Linda Powell and Andrew Garman in “The Christians.” Photo Credit: Joan Marcus.

STEVE: I’m certainly compelled by characters that I don’t immediately understand and that have experiences or ways of being in the world that are different than my own. In the case of your characters, who believe in eternal damnation, if they go down the wrong path, the consequences go on beyond the end of the play… Fundamentalists are compelling characters, because they live in an absolute world. And at the same time, it’s such great material for theater, because part of the problem of fundamentalism is that it can’t actually succeed in the world. That kind of absolutist belief wants to keep moving toward greater absolutism.

LUCAS: I have a tendency to be really interested in writing plays about absolutists. It probably also has something to do with my love of the Greeks. But even the pastor in the play, he is not a fundamentalist. He is proposing a gospel of “radical grace,” but he’s also quite absolute in it. And when you have a couple of very strongly held beliefs, or people who are absolutists coming together in a play, it becomes a testing ground for ideas. The conflict becomes a way of thinking about theories about how the world works and finding the holes in those theories. And that’s the thing I like doing in plays. I like plays that are these dialectical arrangements, and I like a theater that proposes theories about how the world works and then tests them through events or dramatic action or arguments. You can see how those ideas change over the course of the play.

■ Provided data:
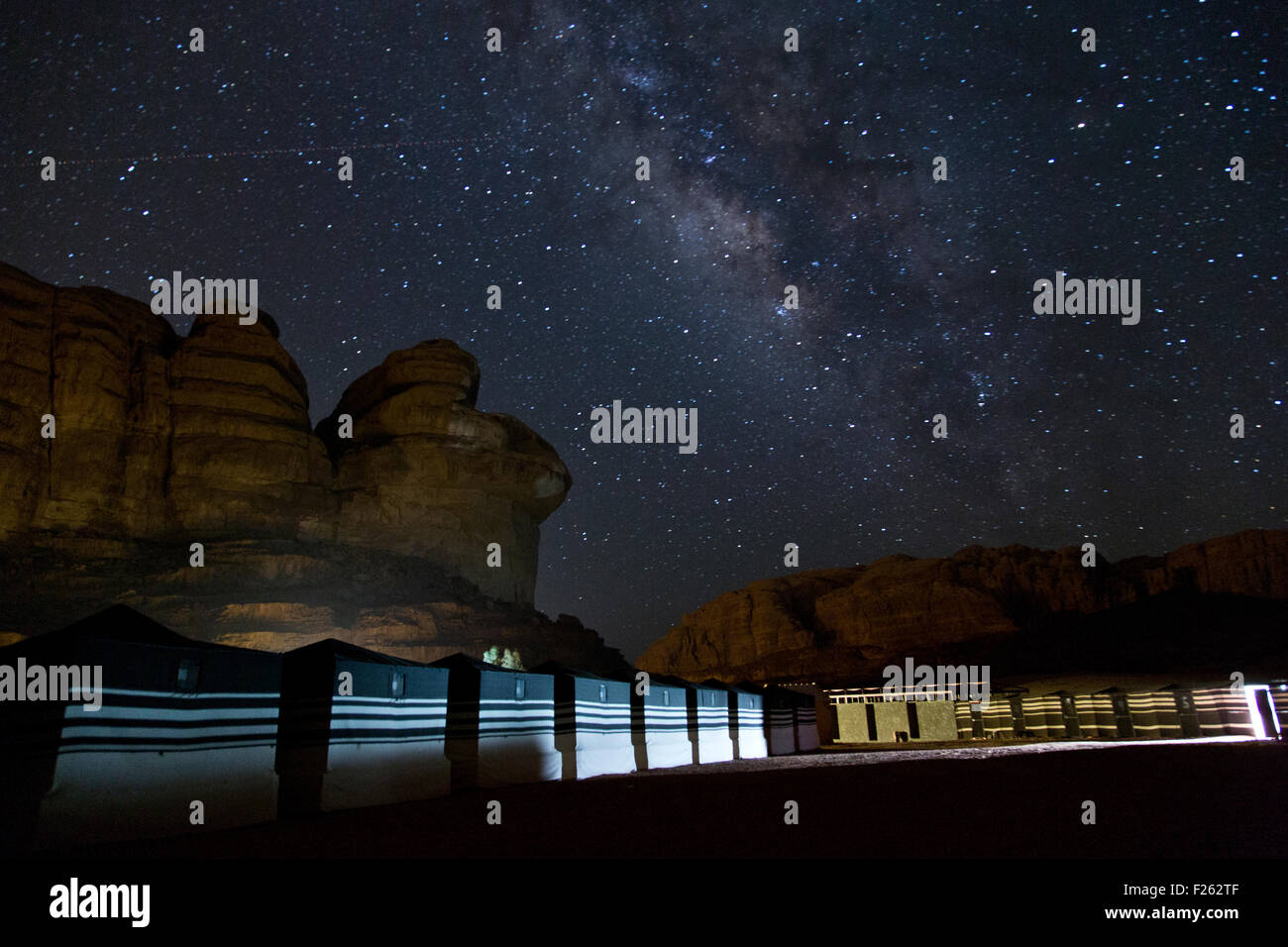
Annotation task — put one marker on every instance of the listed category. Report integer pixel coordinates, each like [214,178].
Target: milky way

■ Stated exercise 1:
Reproduce the passage from the interview excerpt starting at "STEVE: I’m certainly" and ending at "toward greater absolutism.".
■ Stated exercise 2:
List every person named in the interview excerpt, counting the photo caption and the speaker labels.
■ Stated exercise 3:
Write what comes next in the interview excerpt about the play "The Christians," starting after its last sentence.
The data has no connection to the interview excerpt about the play "The Christians."

■ Reply 1:
STEVE: I’m certainly compelled by characters that I don’t immediately understand and that have experiences or ways of being in the world that are different than my own. In the case of your characters, who believe in eternal damnation, if they go down the wrong path, the consequences go on beyond the end of the play… Fundamentalists are compelling characters, because they live in an absolute world. And at the same time, it’s such great material for theater, because part of the problem of fundamentalism is that it can’t actually succeed in the world. That kind of absolutist belief wants to keep moving toward greater absolutism.

■ Reply 2:
Linda Powell
Andrew Garman
Joan Marcus
Steve
Lucas

■ Reply 3:
STEVE: Yes, I think your play does that. And I’m interested in how what you’re doing — taking on evangelical Christians in a non-satirical, straightforward way — is ultimately bumping up against a theater world that doesn’t want to spend time with those people.

LUCAS: Well, and a lot of people who are outcasts from that world, too. I think it’s possible that there’s a decent percentage of our theater-going audience that feels not only that they’re not part of that world, but that they are rejected by it. So they come into the play with a good bit of armor, and you can hear it in the first 10 minutes of the production. You can hear that they’re very eager to latch onto any line as a laugh line. And there’ll be lines that are just not funny. They’re eagerly looking for the comedy. And the actors’ task, and the thing that our cast is by now really expert at, is figuring out how to calibrate the audience… And it’s interesting, sometimes the audience will go a little sour, and I’m not sure what makes the difference between an audience that does and doesn’t. And that’s the rarity, that that happens, but I have seen it happen.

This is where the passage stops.